» Task details
Please give the listing again in its entirety, exactly as written.

» Provided records
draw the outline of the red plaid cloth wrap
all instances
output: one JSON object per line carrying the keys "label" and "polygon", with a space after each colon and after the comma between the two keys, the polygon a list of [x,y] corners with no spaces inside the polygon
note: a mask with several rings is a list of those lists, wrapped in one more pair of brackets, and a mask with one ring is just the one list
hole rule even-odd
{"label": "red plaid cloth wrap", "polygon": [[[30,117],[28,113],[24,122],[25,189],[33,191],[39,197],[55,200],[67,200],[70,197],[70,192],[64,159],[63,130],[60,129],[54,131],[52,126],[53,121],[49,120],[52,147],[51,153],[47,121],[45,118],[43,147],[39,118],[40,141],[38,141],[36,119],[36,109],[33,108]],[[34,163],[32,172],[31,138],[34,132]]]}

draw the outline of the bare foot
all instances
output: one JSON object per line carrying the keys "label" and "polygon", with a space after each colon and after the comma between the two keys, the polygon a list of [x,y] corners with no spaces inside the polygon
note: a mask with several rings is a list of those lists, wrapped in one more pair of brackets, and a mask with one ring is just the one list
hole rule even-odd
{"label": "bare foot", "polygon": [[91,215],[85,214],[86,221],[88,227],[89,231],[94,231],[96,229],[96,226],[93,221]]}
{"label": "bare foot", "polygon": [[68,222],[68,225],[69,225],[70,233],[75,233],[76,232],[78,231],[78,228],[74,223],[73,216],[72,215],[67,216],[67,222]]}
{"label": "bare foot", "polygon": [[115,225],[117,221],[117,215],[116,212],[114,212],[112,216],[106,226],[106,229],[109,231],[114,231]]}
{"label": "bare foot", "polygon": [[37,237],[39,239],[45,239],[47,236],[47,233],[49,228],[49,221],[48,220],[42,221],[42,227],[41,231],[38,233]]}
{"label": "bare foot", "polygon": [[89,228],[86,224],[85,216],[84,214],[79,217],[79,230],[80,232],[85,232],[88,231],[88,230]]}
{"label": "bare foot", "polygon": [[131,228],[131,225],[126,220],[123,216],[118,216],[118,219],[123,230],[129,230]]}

» Written response
draw the outline of the red plaid cloth wrap
all instances
output: one JSON object per line carrying the keys "label" and "polygon", with a space after each colon and after the comma between the two keys, the polygon a list of [x,y] corners with no spaces inside the polygon
note: a mask with several rings is a list of those lists, wrapped in one more pair of brackets, and a mask with one ring is just the one list
hole rule even-odd
{"label": "red plaid cloth wrap", "polygon": [[[30,117],[28,113],[24,122],[25,189],[33,191],[39,197],[55,200],[67,200],[70,197],[70,192],[64,159],[63,130],[60,129],[54,131],[52,126],[53,121],[49,120],[52,147],[51,153],[47,121],[45,118],[43,147],[39,118],[40,141],[38,141],[36,119],[36,109],[33,108]],[[34,163],[32,172],[31,138],[34,132]]]}

draw the outline of the bare foot
all instances
output: one JSON object per line carrying the keys "label" and "polygon", with a space after each colon and after the comma between the two keys, the polygon a list of [x,y] corners with no spaces inside the polygon
note: a mask with several rings is a list of those lists, wrapped in one more pair of brackets, and a mask with one ring is just the one list
hole rule even-odd
{"label": "bare foot", "polygon": [[91,215],[85,214],[86,221],[88,227],[89,231],[94,231],[96,229],[96,226],[93,221]]}
{"label": "bare foot", "polygon": [[68,222],[68,225],[69,225],[70,233],[75,233],[76,232],[78,231],[78,228],[74,223],[73,216],[72,215],[67,216],[67,222]]}
{"label": "bare foot", "polygon": [[115,225],[117,221],[117,215],[116,212],[114,212],[112,216],[106,226],[106,229],[109,231],[114,231]]}
{"label": "bare foot", "polygon": [[37,237],[39,239],[45,239],[47,236],[47,233],[49,228],[49,221],[48,220],[42,221],[42,227],[41,231],[38,233]]}
{"label": "bare foot", "polygon": [[89,228],[86,224],[85,216],[84,214],[79,217],[79,230],[80,232],[85,232],[88,231],[88,230]]}
{"label": "bare foot", "polygon": [[131,228],[131,225],[126,220],[123,216],[118,216],[118,219],[123,230],[129,230]]}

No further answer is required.